- _Dokument_
● ● ●
Die Verachtung

08.06.2023

Jean-Luc Godard, der französische Altmeister des Avantgarde-Kinos und wichtigster Vertreter der sogenannten „Nouvelle Vague“ in den 1960er-Jahren, starb im vergangenen September im Alter von 91 Jahren. Bei den gerade zu Ende gegangenen Filmfestspielen von Cannes wurde eines seiner frühen Meisterwerke, DIE VERACHTUNG (1963), in einer brillant restaurierten Fassung wiederaufgeführt. Diese Version ist jetzt in ausgewählten heimischen Kinos zu bewundern. Ein cineastischer Traum in Blau, Rot, Gelb und Weiß!

Der Film basiert lose auf dem gleichnamigen Roman von Alberto Moravia. Doch Godard hatte bei seiner vertrackten Umsetzung anderes im Sinn: eine Abrechnung mit dem von einflussreichen Produzenten geprägten Hollywood-System und eine offensichtliche Verteuflung des Star-Kults im Kino. Denn warum spielt ausgerechnet Brigitte Bardot die weibliche Hauptrolle – damals eine der berühmtesten Filmschauspielerinnen der Welt?

Der französische, bislang nur als Krimiautor tätige Schriftsteller Paul Javal (Michel Piccoli) reist mit seiner Frau Camille (Brigitte Bardot) nach Rom, um in Cinecittà einem Drehbuch über die Odyssee den letzten Schliff zu geben. US-Produzent Jeremy Prokosch (Jack Palance) ist mit den bisherigen Dreharbeiten von Regisseur Fritz Lang (er spielt hier sich selbst) nicht zufrieden – und macht aus seiner Ablehnung und Arroganz keinen Hehl. Dazwischen tummelt sich die Dolmetscherin Francesca (Giorgia Moll), die alles übersetzen muss. Denn die geniale Pointe des Films ist: Prokosch spricht nur englisch, Paul und Camille sprechen nur französisch – nur der Kosmopolit Fritz Lang kommuniziert auf Deutsch, Englisch, Französisch und Italienisch. Dabei gibt es die bizarre Situation, dass er den deutschen Dichter B.B. (Bertolt Brecht) zitiert und B.B. hinter ihm steht. Was für ein meisterlicher Gag!
● ● ●
(Zeilen aus einem Datensatz zum Zeigen)

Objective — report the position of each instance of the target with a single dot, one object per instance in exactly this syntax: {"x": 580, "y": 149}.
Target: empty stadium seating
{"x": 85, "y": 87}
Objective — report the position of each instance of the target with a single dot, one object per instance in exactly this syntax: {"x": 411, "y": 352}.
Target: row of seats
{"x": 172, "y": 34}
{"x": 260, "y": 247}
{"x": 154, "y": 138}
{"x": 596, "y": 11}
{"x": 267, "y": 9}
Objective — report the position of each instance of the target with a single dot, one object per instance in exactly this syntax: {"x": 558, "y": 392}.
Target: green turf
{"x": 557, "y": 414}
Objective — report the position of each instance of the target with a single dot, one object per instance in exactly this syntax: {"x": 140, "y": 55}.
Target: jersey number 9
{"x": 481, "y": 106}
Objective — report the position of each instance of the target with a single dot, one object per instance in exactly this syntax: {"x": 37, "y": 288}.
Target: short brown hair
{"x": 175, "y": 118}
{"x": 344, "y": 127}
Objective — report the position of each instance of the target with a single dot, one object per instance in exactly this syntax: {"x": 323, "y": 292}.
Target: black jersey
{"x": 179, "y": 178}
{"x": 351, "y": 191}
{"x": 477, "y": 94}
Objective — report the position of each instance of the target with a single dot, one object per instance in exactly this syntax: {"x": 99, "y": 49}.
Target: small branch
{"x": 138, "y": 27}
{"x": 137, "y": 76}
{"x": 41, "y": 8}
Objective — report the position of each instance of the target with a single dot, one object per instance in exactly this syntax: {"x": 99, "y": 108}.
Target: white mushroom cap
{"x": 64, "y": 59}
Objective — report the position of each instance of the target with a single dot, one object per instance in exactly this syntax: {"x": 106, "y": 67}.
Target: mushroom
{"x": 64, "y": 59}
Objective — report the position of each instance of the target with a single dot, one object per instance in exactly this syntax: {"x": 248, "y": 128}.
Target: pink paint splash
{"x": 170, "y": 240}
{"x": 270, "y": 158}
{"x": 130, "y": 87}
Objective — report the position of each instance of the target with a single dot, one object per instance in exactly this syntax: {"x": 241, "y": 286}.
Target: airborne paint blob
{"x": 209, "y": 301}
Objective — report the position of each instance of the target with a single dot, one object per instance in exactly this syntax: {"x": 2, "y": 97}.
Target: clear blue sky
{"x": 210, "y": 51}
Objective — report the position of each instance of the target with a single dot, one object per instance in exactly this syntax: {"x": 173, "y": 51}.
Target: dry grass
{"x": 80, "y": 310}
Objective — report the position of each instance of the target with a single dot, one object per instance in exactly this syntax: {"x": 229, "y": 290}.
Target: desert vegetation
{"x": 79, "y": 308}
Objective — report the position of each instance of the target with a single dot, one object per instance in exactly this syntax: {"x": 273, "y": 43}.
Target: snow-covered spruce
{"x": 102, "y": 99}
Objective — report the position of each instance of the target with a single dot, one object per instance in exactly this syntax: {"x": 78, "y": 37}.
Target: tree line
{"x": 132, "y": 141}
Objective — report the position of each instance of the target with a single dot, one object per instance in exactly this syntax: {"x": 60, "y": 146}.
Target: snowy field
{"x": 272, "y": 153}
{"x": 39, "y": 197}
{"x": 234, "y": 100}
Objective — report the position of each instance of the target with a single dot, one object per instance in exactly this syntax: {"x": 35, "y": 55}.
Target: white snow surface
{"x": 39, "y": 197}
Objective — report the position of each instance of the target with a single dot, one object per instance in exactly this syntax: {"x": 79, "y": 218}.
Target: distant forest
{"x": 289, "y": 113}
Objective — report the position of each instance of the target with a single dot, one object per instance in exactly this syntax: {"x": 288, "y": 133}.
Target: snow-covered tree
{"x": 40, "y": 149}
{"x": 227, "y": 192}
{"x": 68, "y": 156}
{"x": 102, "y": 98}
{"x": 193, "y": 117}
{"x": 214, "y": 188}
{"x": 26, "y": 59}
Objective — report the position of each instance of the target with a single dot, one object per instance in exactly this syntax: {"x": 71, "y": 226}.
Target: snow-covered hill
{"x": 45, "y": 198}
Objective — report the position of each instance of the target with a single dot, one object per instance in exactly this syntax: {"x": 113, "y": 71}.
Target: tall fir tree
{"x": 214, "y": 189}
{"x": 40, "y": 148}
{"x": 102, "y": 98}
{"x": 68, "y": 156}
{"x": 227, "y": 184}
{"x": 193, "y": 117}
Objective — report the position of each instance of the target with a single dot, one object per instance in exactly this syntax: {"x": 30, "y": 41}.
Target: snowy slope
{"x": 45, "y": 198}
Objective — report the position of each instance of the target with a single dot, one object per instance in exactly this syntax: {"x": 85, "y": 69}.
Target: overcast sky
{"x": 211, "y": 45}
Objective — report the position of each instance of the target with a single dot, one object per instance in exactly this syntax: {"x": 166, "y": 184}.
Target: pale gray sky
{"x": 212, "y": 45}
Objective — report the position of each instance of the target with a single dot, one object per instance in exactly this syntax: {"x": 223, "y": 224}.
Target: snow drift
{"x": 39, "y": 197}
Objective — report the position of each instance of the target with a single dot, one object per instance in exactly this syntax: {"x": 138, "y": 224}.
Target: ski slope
● ● ●
- _Zu erledigende Aufgaben_
- 1) Schreibe aus der Filmkritik den Abschnitt von „Der französische, bislang“ bis einschließlich „ein meisterlicher Gag!“ wortgetreu ab.
- 2) Welche Figur spielt Michel Piccoli laut der Filmkritik?
Diese Daten stammen aus einer anderen Quelle.

- _Lösungen_
- 1)
Der französische, bislang nur als Krimiautor tätige Schriftsteller Paul Javal (Michel Piccoli) reist mit seiner Frau Camille (Brigitte Bardot) nach Rom, um in Cinecittà einem Drehbuch über die Odyssee den letzten Schliff zu geben. US-Produzent Jeremy Prokosch (Jack Palance) ist mit den bisherigen Dreharbeiten von Regisseur Fritz Lang (er spielt hier sich selbst) nicht zufrieden – und macht aus seiner Ablehnung und Arroganz keinen Hehl. Dazwischen tummelt sich die Dolmetscherin Francesca (Giorgia Moll), die alles übersetzen muss. Denn die geniale Pointe des Films ist: Prokosch spricht nur englisch, Paul und Camille sprechen nur französisch – nur der Kosmopolit Fritz Lang kommuniziert auf Deutsch, Englisch, Französisch und Italienisch. Dabei gibt es die bizarre Situation, dass er den deutschen Dichter B.B. (Bertolt Brecht) zitiert und B.B. hinter ihm steht. Was für ein meisterlicher Gag!

- 2) Den französischen Schriftsteller Paul Javal.